The data:
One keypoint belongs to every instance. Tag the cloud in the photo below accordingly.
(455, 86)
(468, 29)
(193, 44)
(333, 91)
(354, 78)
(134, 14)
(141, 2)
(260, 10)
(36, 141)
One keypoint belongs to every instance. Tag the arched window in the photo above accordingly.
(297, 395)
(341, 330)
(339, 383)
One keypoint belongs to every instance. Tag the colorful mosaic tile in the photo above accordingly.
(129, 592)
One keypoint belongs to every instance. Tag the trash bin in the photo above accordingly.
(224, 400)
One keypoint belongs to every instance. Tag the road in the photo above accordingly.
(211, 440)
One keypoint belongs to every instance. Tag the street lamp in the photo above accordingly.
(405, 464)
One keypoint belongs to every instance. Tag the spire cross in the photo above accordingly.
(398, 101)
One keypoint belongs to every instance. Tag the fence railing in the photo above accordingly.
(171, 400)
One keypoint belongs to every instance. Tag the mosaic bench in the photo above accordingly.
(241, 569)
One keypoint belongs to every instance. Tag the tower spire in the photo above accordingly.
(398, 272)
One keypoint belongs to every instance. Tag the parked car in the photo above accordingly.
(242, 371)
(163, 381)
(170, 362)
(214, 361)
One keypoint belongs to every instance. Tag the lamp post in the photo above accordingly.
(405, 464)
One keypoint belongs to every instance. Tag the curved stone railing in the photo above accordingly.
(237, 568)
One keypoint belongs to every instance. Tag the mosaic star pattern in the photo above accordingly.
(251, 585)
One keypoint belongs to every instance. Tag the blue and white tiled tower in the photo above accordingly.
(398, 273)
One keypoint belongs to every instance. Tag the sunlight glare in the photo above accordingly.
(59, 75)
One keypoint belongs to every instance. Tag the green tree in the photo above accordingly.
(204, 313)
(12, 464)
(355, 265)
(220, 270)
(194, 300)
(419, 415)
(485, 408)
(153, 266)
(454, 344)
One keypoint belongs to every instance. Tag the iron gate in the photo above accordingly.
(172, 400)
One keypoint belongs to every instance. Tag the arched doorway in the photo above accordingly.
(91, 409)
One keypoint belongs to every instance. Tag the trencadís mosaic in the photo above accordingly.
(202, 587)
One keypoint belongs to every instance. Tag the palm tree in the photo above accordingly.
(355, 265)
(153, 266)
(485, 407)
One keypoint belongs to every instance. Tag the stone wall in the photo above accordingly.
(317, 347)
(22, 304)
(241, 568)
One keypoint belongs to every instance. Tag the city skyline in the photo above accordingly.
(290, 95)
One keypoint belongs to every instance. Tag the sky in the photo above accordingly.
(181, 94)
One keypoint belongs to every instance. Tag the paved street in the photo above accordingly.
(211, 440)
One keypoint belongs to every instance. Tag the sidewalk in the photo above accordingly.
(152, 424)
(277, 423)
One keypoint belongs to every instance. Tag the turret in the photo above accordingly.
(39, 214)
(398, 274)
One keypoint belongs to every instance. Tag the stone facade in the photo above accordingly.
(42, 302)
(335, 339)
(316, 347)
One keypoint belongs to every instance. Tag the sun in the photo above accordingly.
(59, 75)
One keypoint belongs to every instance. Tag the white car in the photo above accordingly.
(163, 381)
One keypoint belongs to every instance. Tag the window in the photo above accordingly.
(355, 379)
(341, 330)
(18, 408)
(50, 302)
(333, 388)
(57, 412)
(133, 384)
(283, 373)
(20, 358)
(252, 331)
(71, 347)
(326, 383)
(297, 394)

Problem requirements: Rescale the stretch from the line containing "One keypoint belongs to every instance. Tag the white" through the end of the material, and reproduce every line, requests included. Multiply each point coordinate by 1.8 and round it to the nearest whole number, with halves rounded up.

Exercise answer:
One keypoint belongs to every instance. Tag the white car in the photo above accordingly.
(293, 686)
One keypoint belongs to every instance. Tag the window in the photo above accordingly.
(639, 682)
(614, 594)
(32, 734)
(90, 544)
(599, 698)
(103, 742)
(239, 691)
(509, 671)
(36, 644)
(454, 596)
(128, 625)
(587, 689)
(535, 709)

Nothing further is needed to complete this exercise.